Return every line below as is, leaving out the pictures.
-------- TASK DATA --------
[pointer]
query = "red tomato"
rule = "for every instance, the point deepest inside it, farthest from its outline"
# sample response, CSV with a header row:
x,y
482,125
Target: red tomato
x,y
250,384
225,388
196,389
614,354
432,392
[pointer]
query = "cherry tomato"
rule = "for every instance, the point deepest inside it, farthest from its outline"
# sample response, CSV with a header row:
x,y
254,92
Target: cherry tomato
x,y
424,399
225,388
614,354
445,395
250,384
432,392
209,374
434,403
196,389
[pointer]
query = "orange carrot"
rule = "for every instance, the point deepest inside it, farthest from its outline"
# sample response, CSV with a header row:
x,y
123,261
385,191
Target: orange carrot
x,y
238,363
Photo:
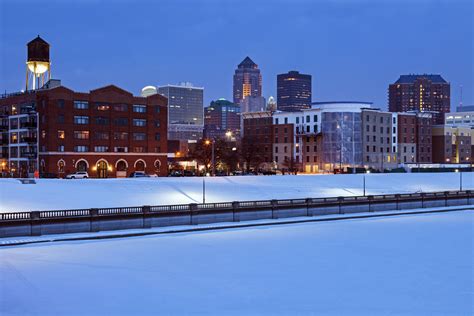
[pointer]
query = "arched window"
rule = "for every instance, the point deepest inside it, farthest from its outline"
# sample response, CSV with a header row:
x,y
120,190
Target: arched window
x,y
140,165
121,165
157,166
81,165
61,165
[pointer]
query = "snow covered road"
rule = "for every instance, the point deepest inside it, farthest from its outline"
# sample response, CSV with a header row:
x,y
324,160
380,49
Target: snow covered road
x,y
411,265
50,194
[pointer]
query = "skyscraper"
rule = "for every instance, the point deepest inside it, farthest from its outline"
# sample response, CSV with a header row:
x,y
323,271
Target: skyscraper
x,y
247,81
185,111
221,117
293,91
421,93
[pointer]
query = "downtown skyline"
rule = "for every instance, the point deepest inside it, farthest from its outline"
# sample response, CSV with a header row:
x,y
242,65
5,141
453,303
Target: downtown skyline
x,y
349,60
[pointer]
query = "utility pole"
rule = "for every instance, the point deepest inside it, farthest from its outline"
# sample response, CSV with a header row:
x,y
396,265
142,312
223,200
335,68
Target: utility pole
x,y
204,189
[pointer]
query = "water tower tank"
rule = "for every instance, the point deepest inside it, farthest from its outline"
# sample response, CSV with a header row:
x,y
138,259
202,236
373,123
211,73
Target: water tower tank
x,y
38,63
38,50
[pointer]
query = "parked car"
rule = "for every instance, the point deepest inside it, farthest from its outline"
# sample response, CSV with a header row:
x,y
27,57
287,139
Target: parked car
x,y
138,174
78,175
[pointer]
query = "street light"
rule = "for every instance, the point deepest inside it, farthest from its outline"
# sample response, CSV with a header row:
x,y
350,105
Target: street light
x,y
207,142
368,171
460,178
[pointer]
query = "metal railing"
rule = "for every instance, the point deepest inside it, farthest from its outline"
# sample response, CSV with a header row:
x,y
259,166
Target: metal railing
x,y
233,206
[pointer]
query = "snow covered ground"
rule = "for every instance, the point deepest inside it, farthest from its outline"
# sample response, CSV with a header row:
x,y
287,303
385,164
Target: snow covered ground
x,y
409,265
50,194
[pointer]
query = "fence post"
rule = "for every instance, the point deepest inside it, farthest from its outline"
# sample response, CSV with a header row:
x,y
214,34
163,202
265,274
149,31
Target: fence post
x,y
308,201
340,199
235,208
274,204
94,221
192,209
369,199
35,223
146,219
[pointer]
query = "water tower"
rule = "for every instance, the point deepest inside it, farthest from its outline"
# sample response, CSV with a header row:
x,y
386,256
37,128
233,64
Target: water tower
x,y
38,65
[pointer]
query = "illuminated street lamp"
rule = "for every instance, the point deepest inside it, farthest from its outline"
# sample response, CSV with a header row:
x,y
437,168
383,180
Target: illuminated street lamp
x,y
368,171
207,142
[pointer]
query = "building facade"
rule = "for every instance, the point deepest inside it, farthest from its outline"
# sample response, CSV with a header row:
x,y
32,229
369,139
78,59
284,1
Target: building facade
x,y
253,104
107,132
185,111
380,139
222,119
293,91
452,144
247,81
422,93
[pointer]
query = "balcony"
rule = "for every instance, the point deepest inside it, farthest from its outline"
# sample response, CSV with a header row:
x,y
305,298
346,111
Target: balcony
x,y
29,140
29,125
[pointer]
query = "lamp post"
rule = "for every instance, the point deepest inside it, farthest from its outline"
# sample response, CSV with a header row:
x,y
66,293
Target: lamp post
x,y
213,165
368,171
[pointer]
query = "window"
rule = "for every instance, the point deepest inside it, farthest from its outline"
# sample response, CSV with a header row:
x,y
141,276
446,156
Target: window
x,y
81,120
100,120
139,136
138,149
81,149
121,121
60,104
101,135
81,105
139,108
101,149
139,122
102,107
120,149
120,136
81,134
121,107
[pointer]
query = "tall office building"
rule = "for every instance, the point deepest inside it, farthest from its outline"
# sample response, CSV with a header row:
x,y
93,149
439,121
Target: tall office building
x,y
421,93
220,118
185,111
293,91
247,81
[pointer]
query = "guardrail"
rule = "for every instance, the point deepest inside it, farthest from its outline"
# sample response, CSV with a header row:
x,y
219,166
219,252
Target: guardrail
x,y
96,219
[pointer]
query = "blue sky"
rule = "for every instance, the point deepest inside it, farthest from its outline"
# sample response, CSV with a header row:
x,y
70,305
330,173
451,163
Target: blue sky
x,y
353,49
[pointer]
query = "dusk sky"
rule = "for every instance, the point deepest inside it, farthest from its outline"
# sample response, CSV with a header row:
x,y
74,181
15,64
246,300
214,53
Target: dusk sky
x,y
353,49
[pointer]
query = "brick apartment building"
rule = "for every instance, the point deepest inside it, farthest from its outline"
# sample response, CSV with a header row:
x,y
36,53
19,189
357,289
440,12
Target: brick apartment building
x,y
379,136
107,132
452,144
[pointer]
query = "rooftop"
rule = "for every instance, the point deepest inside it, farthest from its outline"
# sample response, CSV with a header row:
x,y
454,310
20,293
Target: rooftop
x,y
411,78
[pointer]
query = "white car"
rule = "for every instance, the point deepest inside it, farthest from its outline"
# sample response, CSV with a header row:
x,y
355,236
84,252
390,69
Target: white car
x,y
78,175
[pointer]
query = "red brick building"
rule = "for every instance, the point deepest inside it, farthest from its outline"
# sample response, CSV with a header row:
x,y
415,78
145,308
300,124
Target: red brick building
x,y
107,132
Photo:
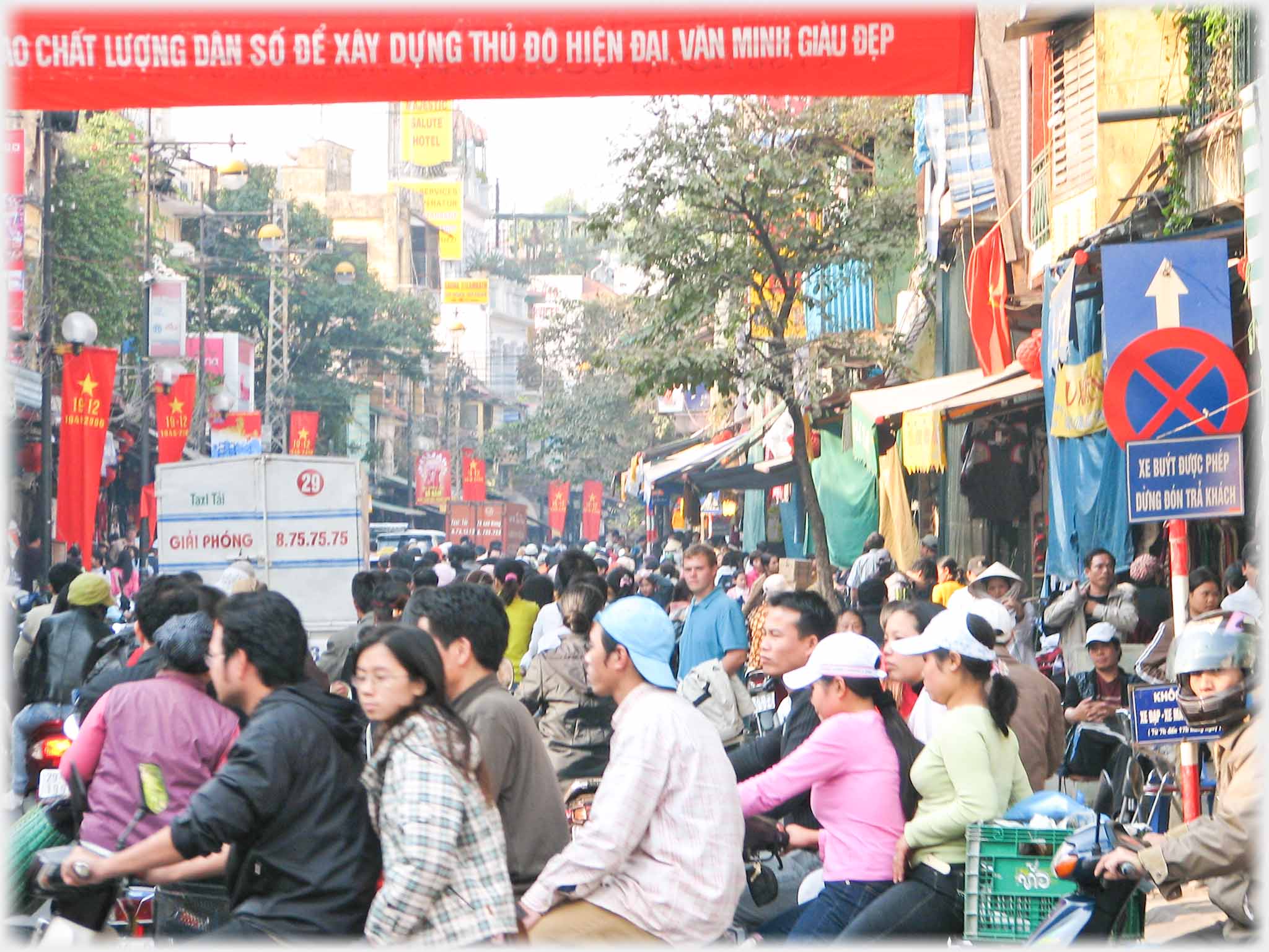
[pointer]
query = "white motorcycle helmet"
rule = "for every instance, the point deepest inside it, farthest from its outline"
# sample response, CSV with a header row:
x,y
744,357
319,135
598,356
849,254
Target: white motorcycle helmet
x,y
1211,641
--------
RESPONSE TO THIS TASK:
[pointer]
query = "red tomato"
rule = "for every instance, the point deepest inside it, farthest from its outline"
# sample response, CSV with a header row:
x,y
482,125
Target: red tomato
x,y
250,384
225,388
196,389
614,354
432,392
[pointer]
query = "cherry tomato"
rule = "for every instance, the point deepest inside it, farthest from its outline"
# sample response, CSV with a header row:
x,y
254,92
Target: cherry tomato
x,y
424,399
225,388
614,354
445,395
250,384
432,392
209,374
434,403
196,389
[pointer]
query = "orange carrot"
rule = "for every instance, the point deepest inside it, farthest from its outline"
# sample response, CSV with a header row:
x,y
123,261
385,191
Target: orange carrot
x,y
238,363
Photo:
[pointer]
query = "arched window"
rule = "for every instance, the point deepest inside it, farthest from its outline"
# sample response, CSV with a header row:
x,y
120,190
Target: arched window
x,y
140,165
121,165
157,166
81,165
61,165
[pointer]
query = "snow covered road"
rule = "for every instance, the point deepest inside it, farthest from its outline"
# sample response, CSV with a header row:
x,y
324,160
380,49
Target: snow covered road
x,y
411,265
50,194
[pointer]
query = "skyscraper"
rule = "for every instance, the point deepest inside it, farthest from its outline"
# sample response, CSV with a header row:
x,y
323,271
Target: skyscraper
x,y
247,81
185,111
221,117
293,91
421,93
[pointer]
query = "downtown skyline"
rule = "for every instance, the point deepest inside it, farthest from its outline"
# sample response, CSV with a header row:
x,y
242,65
5,141
453,303
Target: downtown skyline
x,y
349,60
[pointer]
query = "utility pole"
rule = "for every instance, the point deepest inside it, farthest from its outline"
# sample response, CSV with a header row:
x,y
396,265
142,312
223,200
335,68
Target: utility pole
x,y
204,189
[pointer]
query = "water tower tank"
rule = "for every instance, the point deepest inside it, farthest from its outline"
# sample response, CSV with a header row:
x,y
138,259
202,236
373,123
211,73
Target: water tower tank
x,y
38,63
38,50
[pointer]
query = "parked car"
rule = "for every instance, the point deepest inside it, farthest from its outline"
# sample response, CSV with a header row:
x,y
27,57
287,139
Target: parked car
x,y
138,174
78,175
[pointer]
query = "street light"
rule = "for every instance, the point deepest inside it, farthest from its outline"
# sample response, CSV with a header row:
x,y
350,105
Target: street light
x,y
207,142
368,171
460,178
[pointer]
query = "metal railing"
rule = "for every instance, the point deepest inside it, farthest from its outline"
# sample response, CSV with a header row:
x,y
259,166
Target: metal railing
x,y
233,206
[pointer]
query = "snow covered ground"
rule = "for every instance, the point deepest inside it, farthest from its outline"
# sample response, CSV with a header row:
x,y
287,303
385,164
Target: snow covered ground
x,y
409,265
50,194
[pointer]
query = "fence post"
rule = "for every instance, the point deepest inside it, farthest from its outline"
# sample response, CSV with a header row:
x,y
214,34
163,202
265,274
149,31
Target: fence post
x,y
308,201
340,199
235,208
274,204
94,221
192,209
369,199
35,223
146,219
[pointer]
query = "water tower"
rule = "for every instance, the point deepest inside it, farthest from its outline"
# sample response, CSV with a header row:
x,y
386,256
37,128
233,64
Target: water tower
x,y
38,65
[pointer]
query = "illuminated street lamp"
rule = "for every instance, the point deepest inside it, farthest from its outline"
# sample response, CSV with a header row:
x,y
437,168
383,180
Target: illuminated street lamp
x,y
368,171
207,142
[pointer]
query = "building facade"
rule = "for every instance, the point deepest inside it, farthest from its outline"
# sample response, CSV with a header row:
x,y
32,229
369,139
78,59
284,1
Target: building facade
x,y
253,104
107,132
185,111
380,139
222,119
293,91
452,144
247,81
422,93
[pointer]
query = "balcony"
rule = "for every instance, the point deepest inside it, farthest from its outline"
# sample response, CSV with a header row:
x,y
305,298
346,111
Target: balcony
x,y
29,140
29,125
[pointer]
query = "lamp post"
rule = "for every instance, the point deepest inside it, farthest from its outline"
# sample response, CSV with a header row:
x,y
66,293
Target: lamp post
x,y
213,165
368,171
[pointer]
query = "window"
rule = "for every instance, the point deepest inside it, farthest from its outline"
# sample response, CSV with a header row:
x,y
141,276
446,156
Target: window
x,y
81,120
100,120
139,136
138,149
81,149
121,121
60,104
101,135
81,105
139,108
101,149
139,122
102,107
120,149
120,136
81,134
121,107
[pointer]
query = "tall office building"
rule = "for every instance, the point deepest inside it, farthest from its outline"
# sample response, CSV with a header row:
x,y
93,149
439,121
Target: tall office building
x,y
421,93
220,118
185,111
293,91
247,81
[pointer]
query = "guardrail"
rule = "for every instance, the point deepest inside it, farthest from its outline"
# sample response, CSV with a header row:
x,y
219,166
219,252
Target: guardrail
x,y
96,219
[pointer]
query = "blue sky"
rule = "for every instance, the point deepest inside it, farthest from its outline"
# sample response, CSV with a header row:
x,y
70,305
330,173
451,163
Target: blue sky
x,y
353,49
[pointer]
query = "dusk sky"
rule = "for every instance, the point deepest inside it, farthest from its outline"
# sample response, CSV with a header row:
x,y
74,181
15,64
246,300
214,53
Target: dusk sky
x,y
353,49
[pointer]
query = "brick apartment building"
rule = "for every instance, the point deepest inside it, farthest from its outline"
# sample response, CSV with a header row:
x,y
36,53
19,189
357,289
440,12
Target: brick apartment building
x,y
379,136
107,132
452,144
[pointer]
query = "rooftop"
rule = "for every instance, the point deepest inside it, farthest from its outline"
# sample response, CSV with a header row:
x,y
454,310
20,293
Target: rooftop
x,y
411,78
[pointer]
query = "white car"
rule = "for every instance, the point deepest inside it, farthest from its outline"
# sample response, CSV with a header row:
x,y
355,236
84,252
390,69
Target: white car
x,y
78,175
[pointer]
query = "red brick building"
rule = "for every instance, the point deepest inside it, farthest from its outline"
# sample response, CSV with a header row:
x,y
415,78
145,308
300,124
Target: red brick building
x,y
107,132
Photo:
[pointer]
query = "white motorcycle helmet"
rule = "for every instance, the point deepest inside it, farthest from its outline"
# sample response, CSV with a header row:
x,y
744,357
319,135
598,356
849,254
Target: white motorcycle helmet
x,y
1211,641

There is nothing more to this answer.